## Task goal
Every line from the line containing "leaf cluster in" through the final line of the data is to be printed exactly; no other line is to appear.

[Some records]
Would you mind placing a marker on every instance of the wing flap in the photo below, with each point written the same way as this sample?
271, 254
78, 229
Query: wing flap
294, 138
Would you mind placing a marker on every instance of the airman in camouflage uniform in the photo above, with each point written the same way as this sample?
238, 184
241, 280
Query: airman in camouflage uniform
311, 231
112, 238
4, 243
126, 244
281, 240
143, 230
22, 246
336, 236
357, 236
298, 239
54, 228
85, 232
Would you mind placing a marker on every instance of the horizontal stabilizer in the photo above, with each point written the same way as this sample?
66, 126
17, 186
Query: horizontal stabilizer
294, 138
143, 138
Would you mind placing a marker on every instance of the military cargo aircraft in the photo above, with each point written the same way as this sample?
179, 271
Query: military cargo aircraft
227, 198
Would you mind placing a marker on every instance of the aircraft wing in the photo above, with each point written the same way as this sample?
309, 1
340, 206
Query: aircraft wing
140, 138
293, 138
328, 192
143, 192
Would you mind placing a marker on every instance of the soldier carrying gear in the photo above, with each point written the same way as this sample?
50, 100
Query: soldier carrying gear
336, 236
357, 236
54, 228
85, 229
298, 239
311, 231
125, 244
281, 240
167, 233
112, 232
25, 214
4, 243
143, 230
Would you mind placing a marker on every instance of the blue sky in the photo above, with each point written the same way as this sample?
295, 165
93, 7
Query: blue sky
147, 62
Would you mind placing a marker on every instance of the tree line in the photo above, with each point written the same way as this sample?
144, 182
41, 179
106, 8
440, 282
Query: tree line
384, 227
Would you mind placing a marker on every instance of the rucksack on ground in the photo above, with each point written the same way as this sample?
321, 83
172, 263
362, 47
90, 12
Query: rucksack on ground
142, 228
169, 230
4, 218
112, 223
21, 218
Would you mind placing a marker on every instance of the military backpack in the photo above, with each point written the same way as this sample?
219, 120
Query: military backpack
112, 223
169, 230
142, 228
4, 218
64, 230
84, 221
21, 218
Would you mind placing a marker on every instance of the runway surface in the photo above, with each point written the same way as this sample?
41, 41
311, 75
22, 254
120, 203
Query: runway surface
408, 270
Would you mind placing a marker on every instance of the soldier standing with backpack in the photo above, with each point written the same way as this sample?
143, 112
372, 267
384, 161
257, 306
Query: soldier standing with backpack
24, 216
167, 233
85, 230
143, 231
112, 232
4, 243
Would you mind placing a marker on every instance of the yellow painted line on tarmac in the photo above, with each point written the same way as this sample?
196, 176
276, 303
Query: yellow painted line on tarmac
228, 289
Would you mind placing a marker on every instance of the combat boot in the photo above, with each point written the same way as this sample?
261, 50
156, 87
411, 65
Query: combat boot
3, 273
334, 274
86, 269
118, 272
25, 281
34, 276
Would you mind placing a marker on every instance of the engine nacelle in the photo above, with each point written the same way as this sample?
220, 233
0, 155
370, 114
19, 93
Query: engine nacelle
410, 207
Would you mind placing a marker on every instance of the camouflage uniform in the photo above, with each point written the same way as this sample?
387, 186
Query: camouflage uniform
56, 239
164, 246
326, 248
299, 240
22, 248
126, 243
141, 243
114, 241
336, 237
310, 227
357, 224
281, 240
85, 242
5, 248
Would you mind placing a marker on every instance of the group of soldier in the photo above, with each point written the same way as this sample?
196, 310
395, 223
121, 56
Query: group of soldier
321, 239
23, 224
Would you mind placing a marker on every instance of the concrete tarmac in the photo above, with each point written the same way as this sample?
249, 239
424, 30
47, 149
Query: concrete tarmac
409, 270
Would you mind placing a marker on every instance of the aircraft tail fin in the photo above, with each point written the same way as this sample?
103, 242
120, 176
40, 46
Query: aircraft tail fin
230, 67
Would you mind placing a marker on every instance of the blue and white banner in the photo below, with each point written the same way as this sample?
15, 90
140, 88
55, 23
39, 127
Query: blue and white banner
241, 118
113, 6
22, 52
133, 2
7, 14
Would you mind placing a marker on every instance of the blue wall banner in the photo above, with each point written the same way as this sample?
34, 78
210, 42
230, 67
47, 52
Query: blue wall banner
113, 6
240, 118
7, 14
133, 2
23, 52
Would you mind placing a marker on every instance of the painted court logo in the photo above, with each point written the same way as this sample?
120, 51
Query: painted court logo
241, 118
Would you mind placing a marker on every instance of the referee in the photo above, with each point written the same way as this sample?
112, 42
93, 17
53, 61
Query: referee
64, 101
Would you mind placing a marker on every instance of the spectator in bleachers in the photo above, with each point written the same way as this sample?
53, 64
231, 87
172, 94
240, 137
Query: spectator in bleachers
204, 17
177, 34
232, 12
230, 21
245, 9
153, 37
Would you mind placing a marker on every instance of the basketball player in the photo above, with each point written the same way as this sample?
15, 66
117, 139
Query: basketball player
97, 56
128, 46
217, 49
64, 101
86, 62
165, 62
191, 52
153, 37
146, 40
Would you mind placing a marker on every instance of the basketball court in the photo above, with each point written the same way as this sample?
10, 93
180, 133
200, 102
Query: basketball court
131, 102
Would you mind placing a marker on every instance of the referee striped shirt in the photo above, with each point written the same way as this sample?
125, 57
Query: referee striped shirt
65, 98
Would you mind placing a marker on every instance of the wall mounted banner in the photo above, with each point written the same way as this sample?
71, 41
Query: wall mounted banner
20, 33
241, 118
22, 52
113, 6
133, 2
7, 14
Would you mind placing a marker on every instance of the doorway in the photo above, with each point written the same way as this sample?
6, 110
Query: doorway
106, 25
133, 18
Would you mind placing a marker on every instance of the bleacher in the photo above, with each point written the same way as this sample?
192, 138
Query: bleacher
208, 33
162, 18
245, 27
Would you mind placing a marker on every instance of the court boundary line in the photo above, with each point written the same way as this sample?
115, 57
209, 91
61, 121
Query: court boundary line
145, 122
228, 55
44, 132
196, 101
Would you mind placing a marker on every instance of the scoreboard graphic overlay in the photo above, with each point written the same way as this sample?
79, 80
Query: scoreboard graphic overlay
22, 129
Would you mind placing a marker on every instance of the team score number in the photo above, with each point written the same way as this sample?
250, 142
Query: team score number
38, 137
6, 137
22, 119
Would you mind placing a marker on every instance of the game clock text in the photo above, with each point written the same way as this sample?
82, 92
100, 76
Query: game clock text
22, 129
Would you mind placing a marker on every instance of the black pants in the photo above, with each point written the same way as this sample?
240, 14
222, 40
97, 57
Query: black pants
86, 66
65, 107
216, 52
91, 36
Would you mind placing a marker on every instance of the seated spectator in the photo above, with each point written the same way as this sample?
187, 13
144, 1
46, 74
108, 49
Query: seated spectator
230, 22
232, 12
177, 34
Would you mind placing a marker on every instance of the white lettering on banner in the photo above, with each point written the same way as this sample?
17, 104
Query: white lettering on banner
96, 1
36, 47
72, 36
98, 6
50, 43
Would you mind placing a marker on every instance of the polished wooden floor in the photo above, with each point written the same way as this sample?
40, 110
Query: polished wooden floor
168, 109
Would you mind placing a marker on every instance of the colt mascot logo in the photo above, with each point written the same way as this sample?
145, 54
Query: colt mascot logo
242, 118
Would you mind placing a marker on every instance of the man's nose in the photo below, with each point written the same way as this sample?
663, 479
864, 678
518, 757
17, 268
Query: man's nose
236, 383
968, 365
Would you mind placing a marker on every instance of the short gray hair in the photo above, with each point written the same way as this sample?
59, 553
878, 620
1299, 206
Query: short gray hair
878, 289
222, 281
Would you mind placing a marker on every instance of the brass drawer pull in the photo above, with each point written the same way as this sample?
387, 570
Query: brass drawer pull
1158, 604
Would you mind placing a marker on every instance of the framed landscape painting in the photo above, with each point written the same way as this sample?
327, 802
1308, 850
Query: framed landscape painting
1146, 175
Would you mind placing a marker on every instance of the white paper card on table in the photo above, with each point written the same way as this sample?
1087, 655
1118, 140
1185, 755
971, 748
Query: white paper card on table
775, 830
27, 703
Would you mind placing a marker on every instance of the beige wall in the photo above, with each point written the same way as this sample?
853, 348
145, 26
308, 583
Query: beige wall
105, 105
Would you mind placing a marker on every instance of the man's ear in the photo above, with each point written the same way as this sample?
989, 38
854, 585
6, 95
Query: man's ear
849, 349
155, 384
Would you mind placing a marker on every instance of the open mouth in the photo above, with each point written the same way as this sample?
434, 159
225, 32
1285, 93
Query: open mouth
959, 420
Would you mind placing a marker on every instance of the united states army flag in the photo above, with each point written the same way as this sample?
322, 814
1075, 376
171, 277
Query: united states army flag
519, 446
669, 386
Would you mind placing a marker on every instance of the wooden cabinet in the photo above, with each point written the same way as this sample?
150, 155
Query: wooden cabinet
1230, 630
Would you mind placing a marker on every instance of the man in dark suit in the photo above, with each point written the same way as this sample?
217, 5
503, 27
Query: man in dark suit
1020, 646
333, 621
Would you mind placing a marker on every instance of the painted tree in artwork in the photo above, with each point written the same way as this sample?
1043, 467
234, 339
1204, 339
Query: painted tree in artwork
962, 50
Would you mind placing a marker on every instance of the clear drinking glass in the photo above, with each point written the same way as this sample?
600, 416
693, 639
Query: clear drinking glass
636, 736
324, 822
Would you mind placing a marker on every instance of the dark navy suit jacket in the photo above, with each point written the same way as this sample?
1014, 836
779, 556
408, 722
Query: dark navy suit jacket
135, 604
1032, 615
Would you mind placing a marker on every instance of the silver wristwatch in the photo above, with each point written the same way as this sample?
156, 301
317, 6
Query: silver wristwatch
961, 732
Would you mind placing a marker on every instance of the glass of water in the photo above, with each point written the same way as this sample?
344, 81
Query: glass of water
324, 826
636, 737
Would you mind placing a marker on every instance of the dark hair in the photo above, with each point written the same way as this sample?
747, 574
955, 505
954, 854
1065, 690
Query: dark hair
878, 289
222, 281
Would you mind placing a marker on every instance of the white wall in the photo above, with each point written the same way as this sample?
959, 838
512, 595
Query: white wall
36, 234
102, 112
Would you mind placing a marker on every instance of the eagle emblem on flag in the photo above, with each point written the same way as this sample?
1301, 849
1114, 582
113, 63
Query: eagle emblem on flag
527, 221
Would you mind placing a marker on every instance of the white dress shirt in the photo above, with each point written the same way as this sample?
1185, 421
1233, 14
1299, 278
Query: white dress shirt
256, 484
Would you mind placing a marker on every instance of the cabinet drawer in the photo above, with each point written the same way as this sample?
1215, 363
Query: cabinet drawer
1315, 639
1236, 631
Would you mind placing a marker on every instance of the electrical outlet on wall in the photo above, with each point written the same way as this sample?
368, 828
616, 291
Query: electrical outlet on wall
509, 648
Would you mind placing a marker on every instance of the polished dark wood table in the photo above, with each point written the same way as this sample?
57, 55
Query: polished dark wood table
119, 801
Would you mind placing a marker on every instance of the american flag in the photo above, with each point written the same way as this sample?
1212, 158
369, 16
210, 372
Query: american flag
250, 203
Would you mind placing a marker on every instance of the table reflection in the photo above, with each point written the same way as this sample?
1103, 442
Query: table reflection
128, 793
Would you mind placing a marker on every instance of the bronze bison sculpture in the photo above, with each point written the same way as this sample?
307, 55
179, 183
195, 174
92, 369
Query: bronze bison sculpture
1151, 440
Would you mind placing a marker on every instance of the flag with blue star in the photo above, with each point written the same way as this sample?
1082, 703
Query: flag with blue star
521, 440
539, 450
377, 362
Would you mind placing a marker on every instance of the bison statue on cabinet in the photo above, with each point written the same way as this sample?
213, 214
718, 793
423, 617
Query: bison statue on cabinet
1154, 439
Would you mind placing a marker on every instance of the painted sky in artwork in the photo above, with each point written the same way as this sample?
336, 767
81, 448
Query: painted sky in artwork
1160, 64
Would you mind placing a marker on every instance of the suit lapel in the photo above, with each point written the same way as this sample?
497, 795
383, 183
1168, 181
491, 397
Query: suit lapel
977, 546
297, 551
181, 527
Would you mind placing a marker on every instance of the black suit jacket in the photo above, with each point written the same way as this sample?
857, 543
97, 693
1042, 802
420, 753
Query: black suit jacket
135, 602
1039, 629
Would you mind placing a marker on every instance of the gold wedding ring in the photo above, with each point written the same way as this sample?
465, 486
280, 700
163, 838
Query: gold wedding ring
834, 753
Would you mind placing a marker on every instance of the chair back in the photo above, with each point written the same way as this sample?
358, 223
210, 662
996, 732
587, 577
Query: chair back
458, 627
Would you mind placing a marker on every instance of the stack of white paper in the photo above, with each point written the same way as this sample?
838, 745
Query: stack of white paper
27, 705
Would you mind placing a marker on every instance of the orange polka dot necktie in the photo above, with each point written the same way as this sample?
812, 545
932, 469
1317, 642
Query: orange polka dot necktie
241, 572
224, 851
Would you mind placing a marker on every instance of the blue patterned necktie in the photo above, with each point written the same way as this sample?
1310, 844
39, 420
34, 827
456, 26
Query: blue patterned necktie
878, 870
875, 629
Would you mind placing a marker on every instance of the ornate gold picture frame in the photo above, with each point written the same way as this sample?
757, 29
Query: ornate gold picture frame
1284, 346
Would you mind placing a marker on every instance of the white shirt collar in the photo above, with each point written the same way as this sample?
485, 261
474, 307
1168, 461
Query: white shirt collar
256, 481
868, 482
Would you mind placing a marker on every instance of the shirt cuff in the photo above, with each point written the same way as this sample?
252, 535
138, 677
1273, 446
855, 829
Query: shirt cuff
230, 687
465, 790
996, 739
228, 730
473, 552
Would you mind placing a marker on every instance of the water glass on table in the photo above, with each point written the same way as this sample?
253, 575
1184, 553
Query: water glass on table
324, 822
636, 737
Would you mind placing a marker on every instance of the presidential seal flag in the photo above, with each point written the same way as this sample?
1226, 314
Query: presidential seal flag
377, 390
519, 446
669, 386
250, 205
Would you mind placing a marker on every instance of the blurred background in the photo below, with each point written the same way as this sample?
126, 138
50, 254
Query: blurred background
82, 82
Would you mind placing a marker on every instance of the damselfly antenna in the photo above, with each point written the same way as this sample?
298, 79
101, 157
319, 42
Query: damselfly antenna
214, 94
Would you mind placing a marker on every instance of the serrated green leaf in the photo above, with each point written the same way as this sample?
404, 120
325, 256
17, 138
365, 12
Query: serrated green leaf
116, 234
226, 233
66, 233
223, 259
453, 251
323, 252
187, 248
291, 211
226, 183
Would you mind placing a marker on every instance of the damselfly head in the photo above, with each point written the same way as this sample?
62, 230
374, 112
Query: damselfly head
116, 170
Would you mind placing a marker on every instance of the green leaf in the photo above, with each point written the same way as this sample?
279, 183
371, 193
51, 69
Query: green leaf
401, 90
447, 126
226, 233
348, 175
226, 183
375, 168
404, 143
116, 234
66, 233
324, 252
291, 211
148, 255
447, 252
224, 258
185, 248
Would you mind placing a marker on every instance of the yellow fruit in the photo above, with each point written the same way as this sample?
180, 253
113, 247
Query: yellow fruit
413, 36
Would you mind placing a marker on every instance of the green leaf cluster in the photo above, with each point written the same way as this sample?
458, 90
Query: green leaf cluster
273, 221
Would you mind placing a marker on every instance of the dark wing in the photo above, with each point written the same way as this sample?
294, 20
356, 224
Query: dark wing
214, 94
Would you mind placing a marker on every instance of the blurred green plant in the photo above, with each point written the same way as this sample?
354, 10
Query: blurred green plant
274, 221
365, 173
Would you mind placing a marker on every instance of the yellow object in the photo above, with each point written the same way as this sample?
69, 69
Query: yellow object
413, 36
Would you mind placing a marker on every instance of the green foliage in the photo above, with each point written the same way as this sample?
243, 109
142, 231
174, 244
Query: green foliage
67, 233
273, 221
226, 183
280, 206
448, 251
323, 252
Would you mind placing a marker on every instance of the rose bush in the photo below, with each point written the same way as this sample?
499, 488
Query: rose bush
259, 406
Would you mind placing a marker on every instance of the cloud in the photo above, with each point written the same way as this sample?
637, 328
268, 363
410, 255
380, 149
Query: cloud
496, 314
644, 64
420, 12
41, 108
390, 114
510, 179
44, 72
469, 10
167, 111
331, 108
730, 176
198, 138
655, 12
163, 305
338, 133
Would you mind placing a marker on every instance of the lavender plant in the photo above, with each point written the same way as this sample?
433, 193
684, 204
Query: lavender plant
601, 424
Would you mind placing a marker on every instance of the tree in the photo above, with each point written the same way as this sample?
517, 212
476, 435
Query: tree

## Exercise result
Would you mind placing a marker on every instance of the green leaf cluster in the photo above, with each point written the same way as this sample?
458, 90
Query: green leaf cluster
273, 221
Would you mind placing a marker on every instance of the dark wing in the photo above, with each point written the same way as this sample?
294, 20
356, 224
Query: dark wing
214, 94
Would you mind placing a marker on every instance of the blurred green plant in the photo above, with each point written the same way as this sample?
354, 10
Query: blurred green plant
274, 221
365, 173
Would you mind placing a marker on every instance of the yellow object in the photo above, with each point written the same way as this sample?
69, 69
Query: yellow object
413, 36
Would you mind placing a marker on every instance of the green foliage in the photo above, with each point written the same way as this sample?
243, 109
142, 231
174, 244
Query: green foliage
67, 233
273, 221
226, 183
280, 206
448, 251
323, 252
Would you mind placing a marker on every instance of the rose bush in the photo below, with each point written the same way as this sample?
499, 488
Query: rose bush
259, 406
Would you mind placing a marker on every instance of the cloud in the photo above, with each point written the same way as this sample?
637, 328
268, 363
410, 255
380, 149
Query: cloud
496, 314
644, 64
420, 12
41, 108
390, 114
510, 179
44, 72
469, 10
167, 111
331, 108
730, 176
198, 138
655, 12
163, 305
338, 133
Would you mind placing a marker on every instance of the lavender plant in the photo above, with each point written the same way as this sample?
433, 193
684, 204
Query: lavender plant
601, 424
Would you mind placing a marker on every instance of the tree in the photo above, with each point written the same way as this sample?
517, 212
476, 435
Query: tree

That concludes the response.